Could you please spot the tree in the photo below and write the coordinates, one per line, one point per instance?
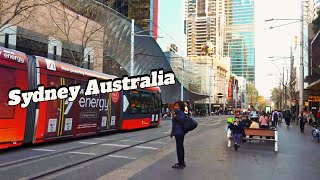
(276, 97)
(261, 104)
(316, 24)
(253, 95)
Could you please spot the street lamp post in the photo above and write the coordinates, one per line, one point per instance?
(132, 48)
(301, 87)
(301, 82)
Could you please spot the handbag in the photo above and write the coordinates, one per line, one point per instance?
(189, 124)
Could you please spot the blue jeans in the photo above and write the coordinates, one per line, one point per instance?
(180, 148)
(237, 138)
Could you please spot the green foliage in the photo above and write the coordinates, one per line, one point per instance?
(276, 96)
(253, 95)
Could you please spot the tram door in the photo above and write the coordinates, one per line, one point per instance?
(156, 108)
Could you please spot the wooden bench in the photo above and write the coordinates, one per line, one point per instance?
(257, 132)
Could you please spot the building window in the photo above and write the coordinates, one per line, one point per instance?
(54, 52)
(6, 40)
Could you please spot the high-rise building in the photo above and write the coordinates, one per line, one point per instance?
(206, 27)
(144, 12)
(239, 44)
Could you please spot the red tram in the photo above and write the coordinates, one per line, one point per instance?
(59, 119)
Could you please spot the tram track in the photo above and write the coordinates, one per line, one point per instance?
(12, 164)
(50, 172)
(53, 157)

========================================

» Directions for this task
Please rewrite the listing above, substituting "pixel positions" for every "coordinates" and leaving everything else unchanged. Leave the pictures out.

» Reply
Could you please spot the tree in the photo below and write the pixel positions, one per line, one point per instance?
(276, 97)
(261, 104)
(316, 24)
(253, 95)
Could you please spot the street lamp post in the photo above and write the pixel positions, one per line, one point per instance?
(132, 48)
(301, 87)
(301, 82)
Could you please spot the handbag in the photo above and write the pixel positions, one per line, one point per instance?
(189, 124)
Could you please spot the blue jeans in the photo above and write the pixel positions, one per line, one point per instance?
(180, 148)
(237, 138)
Could you please spot the green foliage in the photo above and write the pixel positions, one per line, one point per instance?
(276, 96)
(253, 95)
Could you please spot the tram door in the photo above and write the pixel positions, one per line, one point per instance?
(156, 108)
Could you please spot the wooden bench in the photo above and write the pixel positions, one per line, one point per instance?
(257, 132)
Could you please spot the building window in the photo above and write the pixel positions, one per line, one point per instance?
(54, 52)
(6, 40)
Could you please spot the high-rise building in the photo above and write the pixel positions, one per line, one point per instance?
(206, 27)
(144, 12)
(239, 44)
Could you please spot the red tram in the photo above and write the pixel positions, one per line, one point per instance?
(59, 119)
Could you please spot the tram track in the photo above and write the pixel positions, one per line, one point per instance?
(12, 164)
(50, 172)
(53, 157)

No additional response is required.